START Provided material

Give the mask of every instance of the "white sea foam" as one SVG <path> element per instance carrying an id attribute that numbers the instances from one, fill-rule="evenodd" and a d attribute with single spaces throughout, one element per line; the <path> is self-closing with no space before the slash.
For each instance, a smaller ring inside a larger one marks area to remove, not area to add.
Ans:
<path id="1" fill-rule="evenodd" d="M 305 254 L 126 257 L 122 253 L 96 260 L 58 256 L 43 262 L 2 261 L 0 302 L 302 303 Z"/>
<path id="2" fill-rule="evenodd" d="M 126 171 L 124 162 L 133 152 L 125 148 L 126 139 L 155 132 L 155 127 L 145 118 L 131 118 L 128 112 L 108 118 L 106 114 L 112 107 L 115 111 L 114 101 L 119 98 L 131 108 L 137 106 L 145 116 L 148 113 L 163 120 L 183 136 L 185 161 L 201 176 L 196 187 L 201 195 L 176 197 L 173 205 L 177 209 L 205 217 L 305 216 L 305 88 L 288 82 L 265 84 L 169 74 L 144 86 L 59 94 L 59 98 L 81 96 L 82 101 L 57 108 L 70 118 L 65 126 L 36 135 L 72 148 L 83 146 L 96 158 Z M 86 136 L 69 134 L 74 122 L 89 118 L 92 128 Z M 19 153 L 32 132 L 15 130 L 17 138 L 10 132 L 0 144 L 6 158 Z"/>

END Provided material

• **Instructions for the task**: Retype the lines above exactly as they appear, keeping every character unchanged.

• **Finished answer**:
Give the mask of every instance of the "white sea foam" as one SVG <path> element per instance carrying an id attribute that numbers the instances from one, fill-rule="evenodd" and a d attribute with single spaces throughout, one element per line; the <path> is self-closing with no space before the slash.
For each instance, a smaller ring inside a larger one marks area to remove, not area to add.
Ans:
<path id="1" fill-rule="evenodd" d="M 305 254 L 126 257 L 122 253 L 96 260 L 58 256 L 43 262 L 2 261 L 0 302 L 302 303 Z"/>
<path id="2" fill-rule="evenodd" d="M 126 171 L 124 162 L 133 152 L 125 148 L 126 139 L 155 132 L 155 127 L 145 118 L 131 118 L 128 112 L 108 118 L 106 114 L 112 107 L 115 111 L 114 101 L 119 98 L 131 108 L 137 106 L 145 116 L 148 113 L 163 120 L 183 136 L 185 161 L 201 176 L 196 187 L 201 195 L 176 197 L 173 205 L 177 209 L 205 217 L 305 216 L 305 88 L 288 82 L 265 84 L 169 74 L 144 86 L 59 94 L 59 98 L 81 96 L 82 101 L 57 108 L 70 118 L 65 126 L 36 135 L 72 148 L 83 146 L 96 158 Z M 86 136 L 69 134 L 74 122 L 89 118 L 92 128 Z M 19 153 L 32 132 L 15 130 L 17 138 L 10 132 L 0 144 L 6 158 Z"/>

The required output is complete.